In another embodiment, the expansion 34 may be substantially
isentropic and expansion device 34 may be a turboexpander or
expansion turbine. In yet another embodiment (not shown in FIG. 1),
an optional separator can be utilized to separate the cooled vapor
stream in conduit 122 into a vapor and a liquid portion and the
vapor and/or liquid portions withdrawn from the separator may be
expanded with a respective turboexpander and hydraulic turbine or
one or more JT devices.
[0029] Referring back to the stream in conduit 122, during its
expansion, the cooled vapor stream can undergo similar changes in
temperature and/or pressure as previously described with respect to
the fluid streams in conduits 126 and 128. In one embodiment, as
the result of the expansion, the temperature of the flashed or
expanded fluid stream in conduit 124 can be at least 5.degree. F.,
at least 10.degree. F., or at least 15.degree. F. and/or less than
75.degree. F., less than 50.degree. F., or less than 35.degree. F.
.....
Given task: Give each conduit number that appears in the fluid-expansion passage above.

Given material:
.....
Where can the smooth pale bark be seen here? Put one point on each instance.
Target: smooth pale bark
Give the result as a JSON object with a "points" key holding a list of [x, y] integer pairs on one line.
.....
Answer to this exercise: 122, 126, 128, 124